== EXERCISE INSTRUCTIONS ==
In the data that follows, give the number of lines containing the word "scarf". Offer no additional comment.

Dataset entries:
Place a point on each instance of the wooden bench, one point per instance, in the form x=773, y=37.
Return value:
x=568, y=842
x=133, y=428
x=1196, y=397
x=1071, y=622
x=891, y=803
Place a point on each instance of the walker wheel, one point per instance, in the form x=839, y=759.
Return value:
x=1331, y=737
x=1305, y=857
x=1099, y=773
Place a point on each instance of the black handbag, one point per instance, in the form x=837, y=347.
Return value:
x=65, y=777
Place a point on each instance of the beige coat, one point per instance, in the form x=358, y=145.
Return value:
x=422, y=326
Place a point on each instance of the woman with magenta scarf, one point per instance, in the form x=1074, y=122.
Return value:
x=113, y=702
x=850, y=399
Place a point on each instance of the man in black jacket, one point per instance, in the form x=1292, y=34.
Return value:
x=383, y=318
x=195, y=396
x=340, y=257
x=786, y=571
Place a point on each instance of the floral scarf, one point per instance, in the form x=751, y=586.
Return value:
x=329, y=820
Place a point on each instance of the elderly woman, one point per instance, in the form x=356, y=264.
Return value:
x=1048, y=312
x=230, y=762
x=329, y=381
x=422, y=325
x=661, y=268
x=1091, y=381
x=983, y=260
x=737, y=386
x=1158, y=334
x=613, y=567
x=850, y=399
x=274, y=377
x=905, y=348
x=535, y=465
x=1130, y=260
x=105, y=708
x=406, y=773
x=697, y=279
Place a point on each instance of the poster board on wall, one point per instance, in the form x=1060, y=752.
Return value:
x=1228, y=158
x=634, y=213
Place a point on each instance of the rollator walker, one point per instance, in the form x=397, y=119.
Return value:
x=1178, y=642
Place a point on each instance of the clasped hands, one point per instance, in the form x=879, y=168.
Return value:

== YOUR RESPONSE ==
2